◆ **Task brief**: Here is a block of entries. Write out its lines exactly, from the first through the one containing "rough mask: <svg".

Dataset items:

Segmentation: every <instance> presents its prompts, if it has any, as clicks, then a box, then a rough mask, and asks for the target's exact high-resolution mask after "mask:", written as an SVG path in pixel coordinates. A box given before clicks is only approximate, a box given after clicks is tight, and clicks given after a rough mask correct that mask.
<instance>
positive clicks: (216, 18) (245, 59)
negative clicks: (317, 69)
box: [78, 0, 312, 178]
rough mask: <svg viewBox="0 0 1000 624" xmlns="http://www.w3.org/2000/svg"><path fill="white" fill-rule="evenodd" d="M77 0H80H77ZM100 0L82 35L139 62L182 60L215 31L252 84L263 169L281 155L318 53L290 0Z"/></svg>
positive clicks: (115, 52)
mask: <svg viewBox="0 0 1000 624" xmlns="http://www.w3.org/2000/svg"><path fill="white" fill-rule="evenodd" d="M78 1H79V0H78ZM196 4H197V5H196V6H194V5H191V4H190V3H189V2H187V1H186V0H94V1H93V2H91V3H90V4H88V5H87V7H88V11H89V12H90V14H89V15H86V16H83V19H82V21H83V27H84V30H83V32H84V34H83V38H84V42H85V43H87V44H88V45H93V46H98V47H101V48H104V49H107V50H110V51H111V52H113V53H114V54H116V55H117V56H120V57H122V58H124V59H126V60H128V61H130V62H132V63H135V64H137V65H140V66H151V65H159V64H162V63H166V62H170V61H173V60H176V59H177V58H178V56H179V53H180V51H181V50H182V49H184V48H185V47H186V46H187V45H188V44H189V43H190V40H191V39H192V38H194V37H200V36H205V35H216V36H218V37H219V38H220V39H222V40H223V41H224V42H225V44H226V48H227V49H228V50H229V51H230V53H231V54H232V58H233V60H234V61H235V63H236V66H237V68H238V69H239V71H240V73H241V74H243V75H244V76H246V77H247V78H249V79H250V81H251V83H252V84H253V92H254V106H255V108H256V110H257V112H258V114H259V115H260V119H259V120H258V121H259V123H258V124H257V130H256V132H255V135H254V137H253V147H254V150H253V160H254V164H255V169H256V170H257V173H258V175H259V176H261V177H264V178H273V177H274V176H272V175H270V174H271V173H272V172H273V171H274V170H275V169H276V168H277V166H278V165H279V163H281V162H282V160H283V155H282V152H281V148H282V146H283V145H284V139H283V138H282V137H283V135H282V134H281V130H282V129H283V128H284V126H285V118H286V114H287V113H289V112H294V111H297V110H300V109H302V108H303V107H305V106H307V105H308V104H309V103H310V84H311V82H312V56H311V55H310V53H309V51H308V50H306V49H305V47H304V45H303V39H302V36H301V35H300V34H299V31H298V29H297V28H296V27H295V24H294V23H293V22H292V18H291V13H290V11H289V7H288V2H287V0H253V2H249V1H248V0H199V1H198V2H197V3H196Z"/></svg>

◆ **Response box**:
Segmentation: every <instance> presents its prompts, if it has any, as clicks, then a box, then a rough mask, and asks for the target's exact high-resolution mask after "mask:", written as an SVG path in pixel coordinates. A box given before clicks is only approximate, a box given after clicks is tight, and clicks given after a rough mask correct that mask.
<instance>
positive clicks: (216, 18) (245, 59)
negative clicks: (317, 69)
box: [78, 0, 312, 178]
rough mask: <svg viewBox="0 0 1000 624" xmlns="http://www.w3.org/2000/svg"><path fill="white" fill-rule="evenodd" d="M77 0H80H77ZM100 0L82 35L139 62L182 60L215 31L252 84L263 169L281 155L318 53L290 0Z"/></svg>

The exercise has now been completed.